→ AIM
From the line containing "Given the photograph above, the pointer locates the pigeon's" down to the last line, set down each line exactly as it is, and nothing more. Leave the pictures out.

Records of labeled points

=-=-=

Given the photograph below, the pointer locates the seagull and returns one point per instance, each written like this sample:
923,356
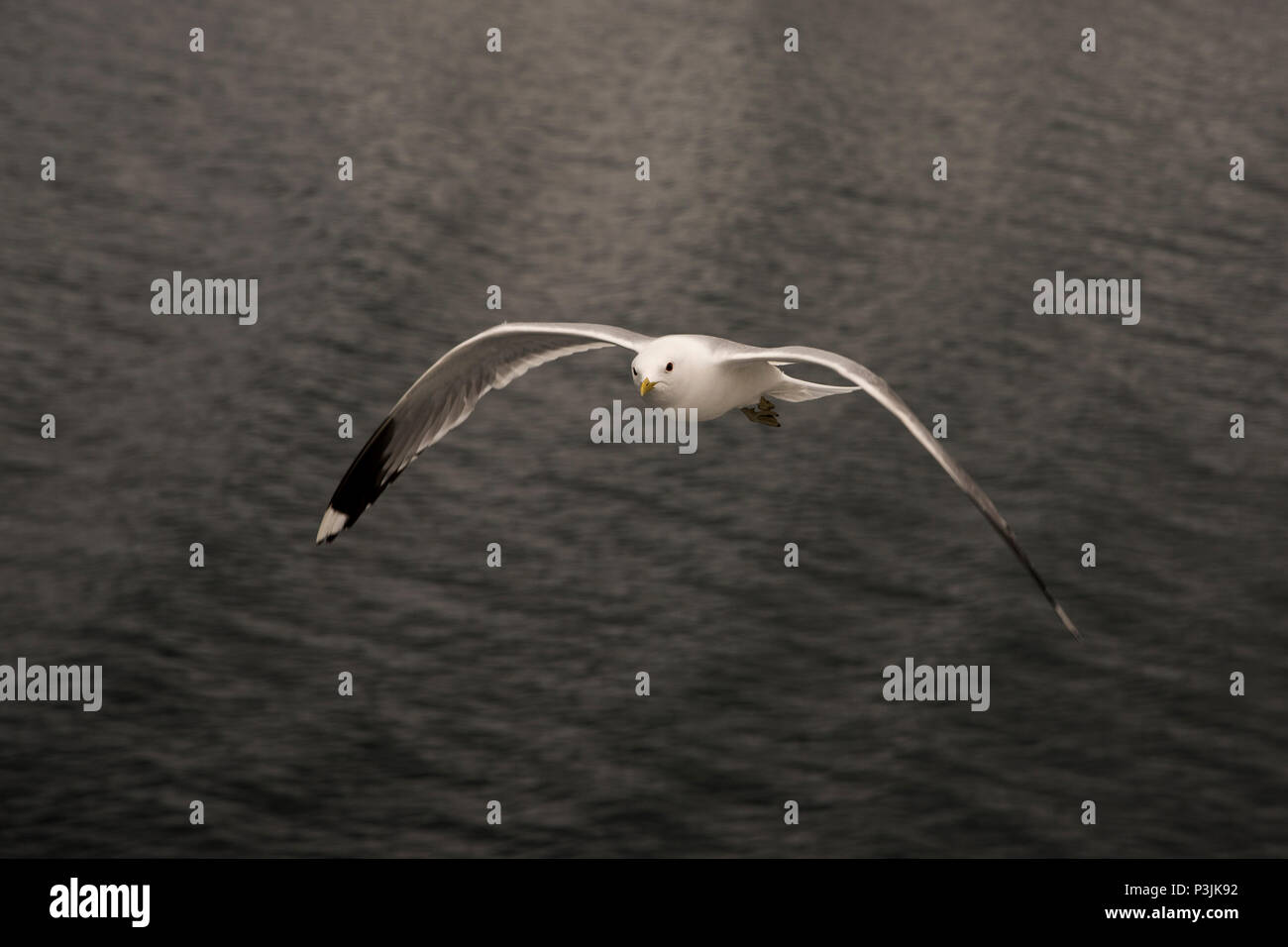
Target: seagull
703,372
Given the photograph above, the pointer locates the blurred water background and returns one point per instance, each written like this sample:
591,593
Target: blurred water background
518,684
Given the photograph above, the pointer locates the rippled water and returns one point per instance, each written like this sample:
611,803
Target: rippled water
518,684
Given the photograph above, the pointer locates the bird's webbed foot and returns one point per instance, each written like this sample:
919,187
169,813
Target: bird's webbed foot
764,412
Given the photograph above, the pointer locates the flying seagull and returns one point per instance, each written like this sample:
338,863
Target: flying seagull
688,371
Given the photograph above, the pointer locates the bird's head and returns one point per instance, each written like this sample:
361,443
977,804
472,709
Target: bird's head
664,368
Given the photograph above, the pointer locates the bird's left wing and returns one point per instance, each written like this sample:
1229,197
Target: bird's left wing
885,395
446,394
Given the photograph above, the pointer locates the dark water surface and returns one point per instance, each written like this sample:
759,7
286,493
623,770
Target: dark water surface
518,684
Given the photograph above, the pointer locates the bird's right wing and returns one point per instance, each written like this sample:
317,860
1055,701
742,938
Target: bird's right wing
446,394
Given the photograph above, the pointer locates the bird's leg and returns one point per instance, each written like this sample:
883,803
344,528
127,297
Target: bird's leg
764,412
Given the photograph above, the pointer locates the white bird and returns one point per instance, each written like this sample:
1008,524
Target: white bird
686,371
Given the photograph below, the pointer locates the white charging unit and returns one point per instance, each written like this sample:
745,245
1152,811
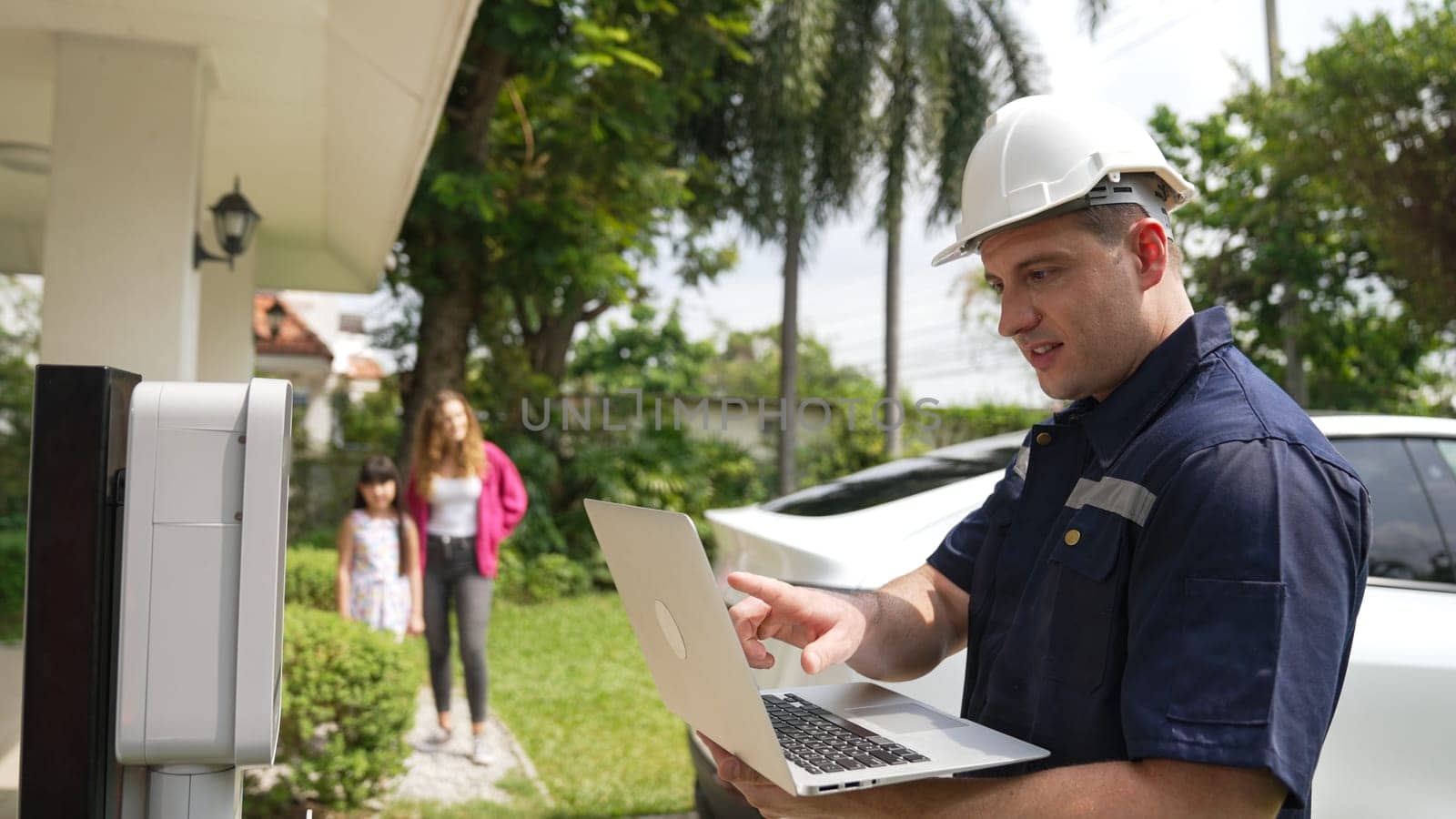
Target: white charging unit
200,656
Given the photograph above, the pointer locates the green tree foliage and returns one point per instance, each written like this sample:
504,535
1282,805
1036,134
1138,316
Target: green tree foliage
801,136
1376,124
1280,217
565,157
943,75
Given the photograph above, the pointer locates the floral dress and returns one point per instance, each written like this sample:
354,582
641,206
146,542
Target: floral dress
379,595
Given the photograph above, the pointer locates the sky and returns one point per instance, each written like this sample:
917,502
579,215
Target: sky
1178,53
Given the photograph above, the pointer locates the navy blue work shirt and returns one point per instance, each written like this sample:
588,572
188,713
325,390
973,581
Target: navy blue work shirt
1171,573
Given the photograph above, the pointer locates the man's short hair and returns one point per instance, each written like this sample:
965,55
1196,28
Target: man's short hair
1110,225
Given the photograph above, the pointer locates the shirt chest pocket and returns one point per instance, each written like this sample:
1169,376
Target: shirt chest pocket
1085,601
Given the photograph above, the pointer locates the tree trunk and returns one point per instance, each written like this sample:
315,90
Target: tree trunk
902,108
450,303
1292,322
893,334
446,317
790,354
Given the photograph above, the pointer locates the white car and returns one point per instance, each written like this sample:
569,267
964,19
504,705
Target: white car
1390,749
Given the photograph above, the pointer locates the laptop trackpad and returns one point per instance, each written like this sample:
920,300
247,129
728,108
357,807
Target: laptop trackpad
905,717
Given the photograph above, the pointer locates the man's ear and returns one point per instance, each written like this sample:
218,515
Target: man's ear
1149,245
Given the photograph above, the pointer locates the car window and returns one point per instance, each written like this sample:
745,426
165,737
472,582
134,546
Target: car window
1439,481
1448,450
1407,542
888,481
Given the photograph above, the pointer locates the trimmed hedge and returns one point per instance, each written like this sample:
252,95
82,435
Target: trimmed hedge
312,579
349,703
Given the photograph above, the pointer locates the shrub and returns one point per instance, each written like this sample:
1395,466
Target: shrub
349,702
312,579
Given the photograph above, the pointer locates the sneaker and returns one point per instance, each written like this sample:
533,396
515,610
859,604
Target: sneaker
480,753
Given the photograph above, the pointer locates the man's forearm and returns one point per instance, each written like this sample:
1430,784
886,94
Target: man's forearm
910,625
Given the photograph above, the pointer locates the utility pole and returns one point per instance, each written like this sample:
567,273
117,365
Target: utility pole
1290,317
893,344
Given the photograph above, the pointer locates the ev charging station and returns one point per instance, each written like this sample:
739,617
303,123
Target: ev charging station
191,548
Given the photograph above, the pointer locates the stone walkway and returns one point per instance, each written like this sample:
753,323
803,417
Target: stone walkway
446,774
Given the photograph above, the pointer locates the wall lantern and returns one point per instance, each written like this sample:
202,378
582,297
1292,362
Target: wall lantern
276,315
233,219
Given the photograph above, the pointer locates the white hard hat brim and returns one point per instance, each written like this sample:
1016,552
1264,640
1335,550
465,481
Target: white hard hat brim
956,251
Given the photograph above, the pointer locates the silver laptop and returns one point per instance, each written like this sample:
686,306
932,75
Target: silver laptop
807,741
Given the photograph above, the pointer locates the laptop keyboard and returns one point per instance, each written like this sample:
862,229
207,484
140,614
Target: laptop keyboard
822,742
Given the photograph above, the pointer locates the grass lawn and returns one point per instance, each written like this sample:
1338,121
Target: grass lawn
570,681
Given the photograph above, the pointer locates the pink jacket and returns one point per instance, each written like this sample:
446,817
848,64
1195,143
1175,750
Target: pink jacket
502,504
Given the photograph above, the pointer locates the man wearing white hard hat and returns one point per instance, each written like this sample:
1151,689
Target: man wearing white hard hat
1162,588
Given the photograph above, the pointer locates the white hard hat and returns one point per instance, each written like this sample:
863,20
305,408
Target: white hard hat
1047,155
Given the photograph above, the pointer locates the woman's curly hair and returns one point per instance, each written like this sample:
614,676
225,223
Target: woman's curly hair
434,442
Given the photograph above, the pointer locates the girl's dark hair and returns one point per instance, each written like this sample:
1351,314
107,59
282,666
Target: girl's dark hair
380,470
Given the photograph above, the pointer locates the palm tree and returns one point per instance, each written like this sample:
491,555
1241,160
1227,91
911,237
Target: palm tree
801,130
948,66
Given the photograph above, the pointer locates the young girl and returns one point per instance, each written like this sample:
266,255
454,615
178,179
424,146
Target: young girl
466,496
379,555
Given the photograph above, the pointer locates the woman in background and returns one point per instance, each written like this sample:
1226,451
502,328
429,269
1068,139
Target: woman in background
465,496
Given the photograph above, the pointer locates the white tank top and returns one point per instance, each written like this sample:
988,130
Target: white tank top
453,506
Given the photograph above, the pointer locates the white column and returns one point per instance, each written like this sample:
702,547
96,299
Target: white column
225,341
126,153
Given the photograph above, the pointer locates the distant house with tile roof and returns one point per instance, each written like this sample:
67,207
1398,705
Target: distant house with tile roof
306,339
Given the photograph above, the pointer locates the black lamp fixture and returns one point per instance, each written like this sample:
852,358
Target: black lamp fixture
233,219
276,315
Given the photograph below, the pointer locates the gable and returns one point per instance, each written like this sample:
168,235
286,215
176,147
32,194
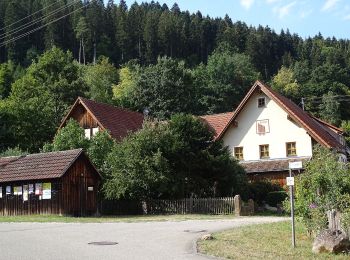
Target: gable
319,132
268,125
84,117
37,166
117,121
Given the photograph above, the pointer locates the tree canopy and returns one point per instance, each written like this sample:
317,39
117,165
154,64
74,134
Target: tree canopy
169,160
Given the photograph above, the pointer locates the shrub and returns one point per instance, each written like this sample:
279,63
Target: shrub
324,186
276,197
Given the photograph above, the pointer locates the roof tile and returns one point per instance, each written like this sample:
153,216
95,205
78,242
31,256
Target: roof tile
37,166
118,121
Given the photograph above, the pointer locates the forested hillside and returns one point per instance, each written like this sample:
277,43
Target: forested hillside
151,56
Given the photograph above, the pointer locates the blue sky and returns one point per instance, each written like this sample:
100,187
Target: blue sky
304,17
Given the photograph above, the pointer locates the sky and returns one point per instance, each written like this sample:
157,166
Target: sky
304,17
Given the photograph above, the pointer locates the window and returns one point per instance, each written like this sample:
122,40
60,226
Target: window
262,126
291,149
94,131
264,151
261,102
239,153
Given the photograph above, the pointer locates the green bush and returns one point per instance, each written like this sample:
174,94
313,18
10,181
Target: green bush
324,186
275,197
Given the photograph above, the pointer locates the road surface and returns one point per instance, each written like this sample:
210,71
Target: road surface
143,240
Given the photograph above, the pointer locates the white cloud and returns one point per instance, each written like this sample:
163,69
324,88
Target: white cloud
306,13
247,3
329,4
346,17
284,10
272,1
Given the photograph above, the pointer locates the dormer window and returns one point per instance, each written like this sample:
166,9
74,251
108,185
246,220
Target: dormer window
90,132
261,102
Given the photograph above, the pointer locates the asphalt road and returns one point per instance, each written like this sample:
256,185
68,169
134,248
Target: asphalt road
144,240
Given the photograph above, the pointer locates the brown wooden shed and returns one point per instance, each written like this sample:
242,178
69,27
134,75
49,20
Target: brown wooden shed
64,183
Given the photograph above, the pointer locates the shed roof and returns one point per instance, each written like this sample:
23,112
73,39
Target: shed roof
118,121
37,166
217,122
275,165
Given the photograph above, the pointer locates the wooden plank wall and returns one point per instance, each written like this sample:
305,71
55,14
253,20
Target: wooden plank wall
214,206
13,205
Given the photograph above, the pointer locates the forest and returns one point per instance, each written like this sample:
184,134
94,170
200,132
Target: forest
152,56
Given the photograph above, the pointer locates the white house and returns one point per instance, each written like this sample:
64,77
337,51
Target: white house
267,131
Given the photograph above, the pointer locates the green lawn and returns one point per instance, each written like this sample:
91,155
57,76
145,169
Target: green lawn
56,218
267,241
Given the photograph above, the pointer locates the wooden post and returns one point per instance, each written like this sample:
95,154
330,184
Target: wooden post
238,205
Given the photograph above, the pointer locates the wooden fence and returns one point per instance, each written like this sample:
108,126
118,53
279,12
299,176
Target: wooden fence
214,206
12,205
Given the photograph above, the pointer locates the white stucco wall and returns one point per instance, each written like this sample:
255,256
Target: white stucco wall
282,130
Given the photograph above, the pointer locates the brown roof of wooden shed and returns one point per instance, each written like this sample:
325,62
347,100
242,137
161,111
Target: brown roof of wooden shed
217,122
118,121
37,166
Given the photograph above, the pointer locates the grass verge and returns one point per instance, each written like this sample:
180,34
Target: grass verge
266,241
105,219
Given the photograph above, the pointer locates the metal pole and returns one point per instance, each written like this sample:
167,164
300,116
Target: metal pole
291,189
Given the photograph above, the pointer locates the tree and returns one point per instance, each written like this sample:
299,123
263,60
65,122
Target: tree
72,136
225,80
325,185
100,79
83,34
171,160
16,151
124,92
165,88
100,146
7,71
329,109
346,127
41,97
136,167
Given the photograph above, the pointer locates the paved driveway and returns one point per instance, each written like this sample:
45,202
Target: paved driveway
144,240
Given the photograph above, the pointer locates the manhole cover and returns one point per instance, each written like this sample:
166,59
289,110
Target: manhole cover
195,231
103,243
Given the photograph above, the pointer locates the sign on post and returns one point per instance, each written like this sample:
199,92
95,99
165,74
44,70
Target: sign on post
290,181
295,165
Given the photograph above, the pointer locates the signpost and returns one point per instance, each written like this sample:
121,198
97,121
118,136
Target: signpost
290,183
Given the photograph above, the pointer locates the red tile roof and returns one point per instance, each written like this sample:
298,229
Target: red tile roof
322,133
276,165
37,166
118,121
217,122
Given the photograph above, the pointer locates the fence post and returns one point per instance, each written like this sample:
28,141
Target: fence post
251,206
238,205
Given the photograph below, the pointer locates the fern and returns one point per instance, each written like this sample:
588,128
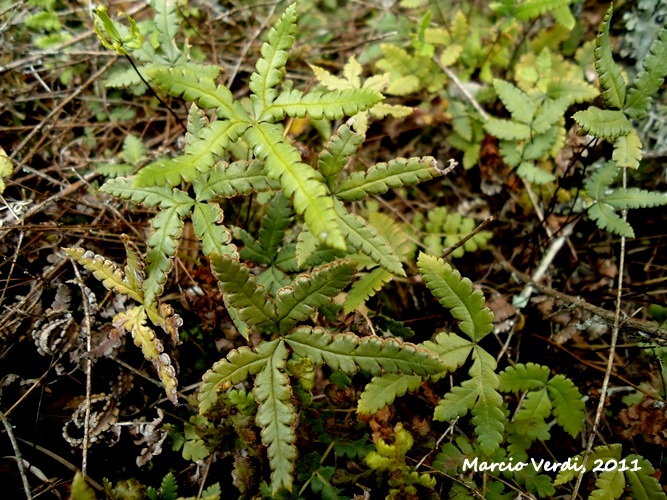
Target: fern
134,319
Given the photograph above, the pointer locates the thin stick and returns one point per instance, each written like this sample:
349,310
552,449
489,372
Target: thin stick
89,369
612,351
17,452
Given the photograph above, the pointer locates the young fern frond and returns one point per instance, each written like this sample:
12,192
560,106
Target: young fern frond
298,301
457,295
383,390
244,293
365,239
276,416
381,177
349,353
274,57
611,79
648,81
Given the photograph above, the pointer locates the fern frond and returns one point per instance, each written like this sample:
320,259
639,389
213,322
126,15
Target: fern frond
643,483
507,129
605,123
104,270
166,22
297,179
611,79
244,293
601,181
549,114
364,238
381,177
575,90
227,180
349,353
535,8
608,220
199,88
457,295
134,269
342,145
206,219
274,57
383,390
237,366
622,199
276,416
162,244
149,196
332,105
515,100
278,218
452,349
628,150
199,156
309,291
649,81
479,394
365,287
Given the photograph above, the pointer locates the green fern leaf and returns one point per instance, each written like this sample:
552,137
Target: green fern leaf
535,8
569,407
276,417
457,294
167,25
206,219
299,180
608,220
199,156
383,390
516,101
134,269
364,238
227,180
244,293
601,181
234,369
366,287
104,270
383,176
528,171
150,196
309,291
452,349
199,88
643,483
649,81
628,150
605,123
278,218
332,105
349,353
480,395
274,57
342,145
576,91
611,80
506,129
550,114
162,244
622,199
609,485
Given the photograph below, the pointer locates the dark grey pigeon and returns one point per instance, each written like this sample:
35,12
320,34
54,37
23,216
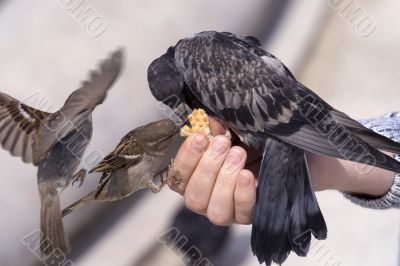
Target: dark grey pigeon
235,80
55,143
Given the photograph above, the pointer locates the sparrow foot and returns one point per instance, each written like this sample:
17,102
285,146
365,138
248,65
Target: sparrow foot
79,177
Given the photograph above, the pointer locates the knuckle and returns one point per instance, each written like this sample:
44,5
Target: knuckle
242,219
195,204
218,218
227,179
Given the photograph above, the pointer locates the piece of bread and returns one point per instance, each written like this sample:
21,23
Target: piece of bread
198,123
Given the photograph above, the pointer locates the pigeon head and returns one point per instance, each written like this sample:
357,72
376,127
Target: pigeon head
157,136
165,81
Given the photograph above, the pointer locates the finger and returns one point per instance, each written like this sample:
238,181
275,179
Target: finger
216,127
186,161
245,197
221,208
200,186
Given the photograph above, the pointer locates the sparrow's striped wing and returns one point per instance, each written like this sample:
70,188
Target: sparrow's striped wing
126,154
19,125
81,103
258,95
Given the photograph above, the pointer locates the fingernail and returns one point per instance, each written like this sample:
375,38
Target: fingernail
199,142
218,147
244,180
233,159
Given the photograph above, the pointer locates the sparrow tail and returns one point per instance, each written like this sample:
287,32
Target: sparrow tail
286,212
53,241
79,204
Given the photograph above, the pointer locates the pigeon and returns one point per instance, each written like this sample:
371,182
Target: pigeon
133,165
235,80
55,143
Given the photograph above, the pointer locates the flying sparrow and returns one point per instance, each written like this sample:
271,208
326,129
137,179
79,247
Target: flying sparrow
133,165
259,99
55,143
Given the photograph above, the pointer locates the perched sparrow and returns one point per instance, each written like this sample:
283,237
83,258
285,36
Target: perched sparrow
133,165
235,80
55,143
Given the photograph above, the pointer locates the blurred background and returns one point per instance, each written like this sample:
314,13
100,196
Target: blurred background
346,51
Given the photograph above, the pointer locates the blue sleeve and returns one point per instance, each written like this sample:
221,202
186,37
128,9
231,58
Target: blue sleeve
388,126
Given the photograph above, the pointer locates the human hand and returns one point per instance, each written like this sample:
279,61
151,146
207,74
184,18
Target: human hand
227,194
212,178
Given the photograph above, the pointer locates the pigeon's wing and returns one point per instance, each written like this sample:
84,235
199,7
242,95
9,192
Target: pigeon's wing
238,81
19,126
126,154
81,103
255,93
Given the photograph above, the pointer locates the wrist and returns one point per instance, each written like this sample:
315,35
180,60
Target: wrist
332,173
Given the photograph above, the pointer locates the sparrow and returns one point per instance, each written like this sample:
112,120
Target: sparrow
55,143
235,80
133,165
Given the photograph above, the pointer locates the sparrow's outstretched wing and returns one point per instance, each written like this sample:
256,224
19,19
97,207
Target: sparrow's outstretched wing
127,153
19,125
256,94
80,103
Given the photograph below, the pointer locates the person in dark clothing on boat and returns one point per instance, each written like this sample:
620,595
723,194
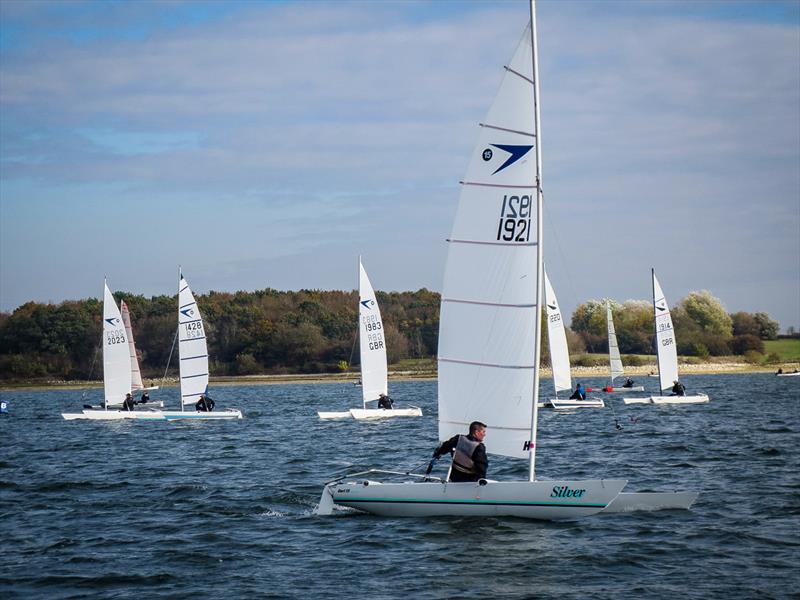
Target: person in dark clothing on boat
579,393
385,402
469,454
678,389
205,404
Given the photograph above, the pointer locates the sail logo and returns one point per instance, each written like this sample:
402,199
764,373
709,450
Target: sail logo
515,153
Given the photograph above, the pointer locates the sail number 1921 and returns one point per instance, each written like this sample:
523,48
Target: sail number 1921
515,219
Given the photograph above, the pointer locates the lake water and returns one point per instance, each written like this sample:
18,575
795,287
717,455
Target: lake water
140,509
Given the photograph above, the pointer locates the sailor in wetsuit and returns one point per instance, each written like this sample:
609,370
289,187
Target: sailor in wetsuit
385,402
205,404
469,458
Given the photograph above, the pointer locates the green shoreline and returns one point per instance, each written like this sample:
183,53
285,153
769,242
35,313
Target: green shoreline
413,375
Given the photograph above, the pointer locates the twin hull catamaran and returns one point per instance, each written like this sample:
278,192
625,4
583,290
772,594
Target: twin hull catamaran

=-=-=

→ RESPONSE TO THIS EXERCISE
Given the photograph above, the pointer locates the pigeon's wing and returns one point per instance, each written like this sample:
84,235
199,7
242,95
9,192
Target: pigeon's wing
238,81
19,126
126,154
81,103
255,93
Given the photograph above, the pointer locates the wrist and returns one point per instance, each written like this sample:
315,35
180,60
Target: wrist
332,173
Given the photograph above, the pointer locates the sparrow and returns one point per instance, each written like this sample:
112,120
Target: sparrow
55,143
235,80
133,165
Given the photograph above, the pointer locates the sparrow's outstretched wing and returns one point per instance, each written like this sample:
256,224
19,19
97,207
Target: sparrow's outstretched wing
127,153
19,125
256,94
80,103
Given the photograph below, the pointer locates the person in dark clothing on boat and returns one point per instance, each written like this sample:
620,595
723,194
Target: person in dark clothing on boat
579,393
385,402
469,454
678,389
205,404
Given the photograph above, the pointer locates the sail logo and returns one point per instance, each written like this sample:
402,199
764,373
709,450
Target: sail logo
515,153
Given the photograph above, the pointer locates the sail number 1921 and returns one point per instance, each written like this sample:
523,48
Target: sail number 1921
515,219
Given the photograph above, the pointer locates the lake water and returns one point per instance, each written like this sample:
18,575
795,287
717,455
Target: lake water
140,509
Given the photograph above, the pointer locates the sailor in wetsuit and returns one point per instance, each written like this sample:
609,370
289,187
Target: sailor in wetsuit
385,402
205,404
469,458
Given the photograph above, the pointer locates the green shoreline and returns one point per instance, each written like this sample:
183,53
285,153
769,242
35,313
Target: green shoreline
413,375
Given the photograph above, the pointer locates the twin hull catamaran and returns one point per instance, each written like this sample:
278,192
625,4
583,290
772,594
Target: twin hull catamaran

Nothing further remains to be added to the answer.